### Direction
Please echo the rows below word for word, starting with the line that contains "Put a dot on every instance of the white" and going on through the line that contains "<point>193,212</point>". Include both of those lines and nothing outside them.

Raw records
----------
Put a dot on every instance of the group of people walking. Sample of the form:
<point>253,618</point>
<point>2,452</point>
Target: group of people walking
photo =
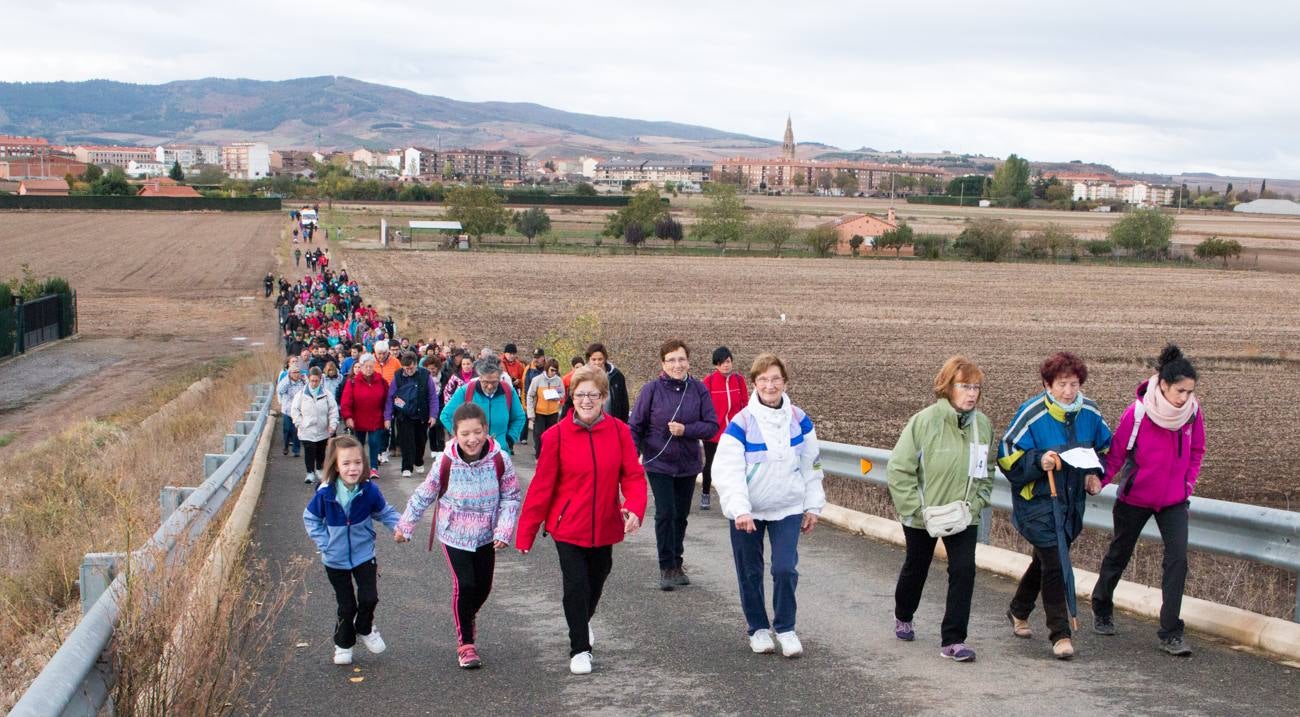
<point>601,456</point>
----------
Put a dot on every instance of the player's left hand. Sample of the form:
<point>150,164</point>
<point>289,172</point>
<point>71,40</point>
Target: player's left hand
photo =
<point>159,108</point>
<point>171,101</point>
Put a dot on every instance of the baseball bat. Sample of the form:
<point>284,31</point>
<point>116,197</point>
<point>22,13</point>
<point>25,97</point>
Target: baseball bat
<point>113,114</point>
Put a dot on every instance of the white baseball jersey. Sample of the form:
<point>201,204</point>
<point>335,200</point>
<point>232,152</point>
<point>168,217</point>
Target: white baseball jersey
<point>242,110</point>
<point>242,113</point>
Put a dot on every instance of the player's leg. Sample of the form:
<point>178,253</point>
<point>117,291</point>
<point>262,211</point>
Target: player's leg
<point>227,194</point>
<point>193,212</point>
----------
### Response to this task
Put a dot on every instance of the white baseball jersey. Sample of the form:
<point>201,204</point>
<point>335,200</point>
<point>232,152</point>
<point>168,217</point>
Target: white baseball jersey
<point>242,110</point>
<point>242,113</point>
Put a dot on every instance of the player's leg. Sample of the form:
<point>178,253</point>
<point>117,291</point>
<point>262,211</point>
Target: player's leg
<point>227,194</point>
<point>193,212</point>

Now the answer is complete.